TASK DIRECTIONS: Please print the entries below exactly, from the line with "Target: glass-front cabinet door" through the line with "Target: drawer pull", including both of those lines and leaving out all others.

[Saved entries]
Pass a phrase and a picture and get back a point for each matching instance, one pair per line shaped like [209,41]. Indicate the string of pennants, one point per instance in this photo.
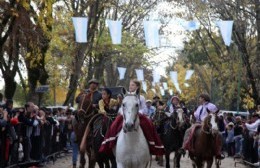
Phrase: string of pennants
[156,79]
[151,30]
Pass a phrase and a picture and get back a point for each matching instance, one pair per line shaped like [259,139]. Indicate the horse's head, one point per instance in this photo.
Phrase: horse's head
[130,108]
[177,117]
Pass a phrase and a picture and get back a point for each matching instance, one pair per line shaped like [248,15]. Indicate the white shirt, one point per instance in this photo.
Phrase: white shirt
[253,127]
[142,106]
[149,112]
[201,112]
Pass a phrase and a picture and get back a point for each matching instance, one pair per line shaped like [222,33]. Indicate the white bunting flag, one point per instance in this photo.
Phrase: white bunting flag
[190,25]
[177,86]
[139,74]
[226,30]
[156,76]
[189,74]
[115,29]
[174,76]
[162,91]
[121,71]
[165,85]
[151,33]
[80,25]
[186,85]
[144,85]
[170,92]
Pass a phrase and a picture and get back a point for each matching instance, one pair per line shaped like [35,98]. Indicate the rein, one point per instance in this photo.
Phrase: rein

==

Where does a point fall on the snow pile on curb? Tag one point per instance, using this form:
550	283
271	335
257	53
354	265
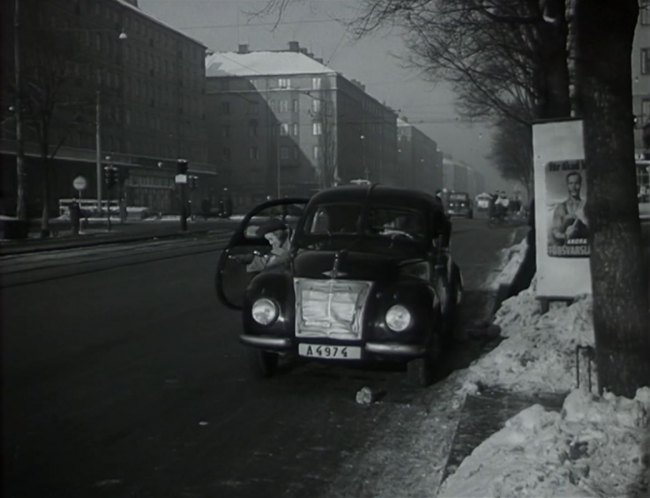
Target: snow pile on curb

...

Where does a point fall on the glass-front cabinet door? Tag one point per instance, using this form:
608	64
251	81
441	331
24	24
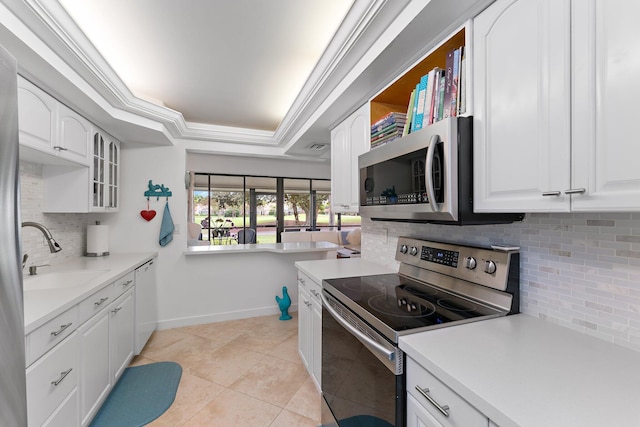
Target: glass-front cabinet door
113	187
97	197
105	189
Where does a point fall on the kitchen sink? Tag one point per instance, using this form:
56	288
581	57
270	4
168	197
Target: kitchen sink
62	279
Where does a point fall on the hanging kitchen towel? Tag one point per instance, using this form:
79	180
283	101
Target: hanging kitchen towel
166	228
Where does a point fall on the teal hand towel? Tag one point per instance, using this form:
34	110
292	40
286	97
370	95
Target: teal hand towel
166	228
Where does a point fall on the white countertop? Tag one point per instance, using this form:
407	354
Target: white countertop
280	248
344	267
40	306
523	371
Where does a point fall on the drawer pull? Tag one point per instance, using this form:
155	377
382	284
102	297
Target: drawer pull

TASK SOLUTION:
Target: glass-front cabinet door
113	187
97	197
105	189
Where does a point fall on the kitchen sink? Tag one point per instance, using this form:
56	288
581	57
270	4
168	197
Target: kitchen sink
62	279
Where does a point fall on the hanging kitchen towel? Tag one point per instance, using this form:
79	180
283	101
Target: hanging kitchen towel
166	228
Where does a point fall on the teal hand towel? Tag one point per instance, using this form:
34	110
292	40
286	97
370	95
Target: teal hand towel
166	228
Where does a point fall on the white countertop? Tag one point per instance, using this form:
407	354
Target: white countertop
280	248
344	267
40	306
523	371
Where does a point fall on the drawer pull? Tag one point per instance, using this form:
155	377
382	284
102	297
Target: drawer pull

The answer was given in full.